***** MATERIAL FOR THIS EXERCISE *****

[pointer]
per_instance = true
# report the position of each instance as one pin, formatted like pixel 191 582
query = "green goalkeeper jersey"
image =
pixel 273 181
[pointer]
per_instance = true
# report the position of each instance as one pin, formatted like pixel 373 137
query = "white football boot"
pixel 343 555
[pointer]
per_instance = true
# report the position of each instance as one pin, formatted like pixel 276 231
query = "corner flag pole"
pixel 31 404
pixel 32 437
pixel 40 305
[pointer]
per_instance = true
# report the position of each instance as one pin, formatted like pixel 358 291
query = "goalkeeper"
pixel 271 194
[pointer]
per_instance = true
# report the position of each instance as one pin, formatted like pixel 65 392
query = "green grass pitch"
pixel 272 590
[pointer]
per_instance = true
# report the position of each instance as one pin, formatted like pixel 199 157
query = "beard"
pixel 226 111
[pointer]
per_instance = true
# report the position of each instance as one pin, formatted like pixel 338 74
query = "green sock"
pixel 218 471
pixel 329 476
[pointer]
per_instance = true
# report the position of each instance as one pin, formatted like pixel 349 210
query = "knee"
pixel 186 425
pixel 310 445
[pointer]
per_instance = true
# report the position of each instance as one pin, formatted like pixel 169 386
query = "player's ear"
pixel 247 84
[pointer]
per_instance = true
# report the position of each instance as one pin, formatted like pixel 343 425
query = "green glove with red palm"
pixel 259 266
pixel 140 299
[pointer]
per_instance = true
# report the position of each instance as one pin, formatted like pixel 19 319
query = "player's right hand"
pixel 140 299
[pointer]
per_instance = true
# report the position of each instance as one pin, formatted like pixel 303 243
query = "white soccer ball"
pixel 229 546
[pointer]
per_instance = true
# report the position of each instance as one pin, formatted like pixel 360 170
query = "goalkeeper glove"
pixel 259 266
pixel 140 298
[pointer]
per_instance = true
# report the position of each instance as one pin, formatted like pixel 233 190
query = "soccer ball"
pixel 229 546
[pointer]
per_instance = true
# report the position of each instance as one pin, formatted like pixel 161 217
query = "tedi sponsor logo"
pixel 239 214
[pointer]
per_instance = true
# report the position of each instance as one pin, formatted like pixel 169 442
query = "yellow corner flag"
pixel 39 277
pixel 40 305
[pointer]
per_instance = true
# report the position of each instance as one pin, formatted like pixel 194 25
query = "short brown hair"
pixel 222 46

*****

### DIRECTION:
Print the records unchanged, beginning with their first line and stopping after the line that contains "pixel 140 298".

### SOLUTION TO THIS TASK:
[pointer]
per_instance = true
# report the position of each instance as one pin, formatted like pixel 191 582
query = "green goalkeeper jersey"
image =
pixel 273 181
[pointer]
per_instance = true
# report the position of each instance as one pin, formatted like pixel 373 137
query = "white football boot"
pixel 343 555
[pointer]
per_instance = true
# report the position of each instance as one pin, formatted like pixel 276 231
query = "corner flag pole"
pixel 31 404
pixel 32 437
pixel 40 305
[pointer]
per_instance = true
# report the position of each instance as one pin, formatted like pixel 358 291
query = "goalkeeper"
pixel 271 194
[pointer]
per_instance = true
# report the position of each instance as one pin, formatted like pixel 65 392
query = "green grass pitch"
pixel 272 590
[pointer]
per_instance = true
# report the position of each instance as one pin, formatted like pixel 199 157
query = "beard"
pixel 226 111
[pointer]
per_instance = true
# report the position of each instance as one pin, formatted like pixel 338 74
query = "green sock"
pixel 218 471
pixel 329 476
[pointer]
per_instance = true
# report the position of each instance as one pin, formatted like pixel 349 210
query = "knee"
pixel 186 425
pixel 310 445
[pointer]
per_instance = true
# report the position of each instance as one pin, formatted like pixel 169 386
query = "player's ear"
pixel 247 84
[pointer]
per_instance = true
# report the position of each instance as one pin, formatted like pixel 343 425
query = "green glove with red palm"
pixel 259 266
pixel 140 299
[pointer]
per_instance = true
# report the position of each instance as one pin, formatted like pixel 19 319
query = "player's right hand"
pixel 140 299
[pointer]
per_instance = true
# report the position of each instance as one pin, formatted like pixel 303 243
query = "white soccer ball"
pixel 229 546
[pointer]
per_instance = true
# report the position of each instance as one pin, formatted like pixel 360 170
query = "goalkeeper glove"
pixel 259 266
pixel 140 298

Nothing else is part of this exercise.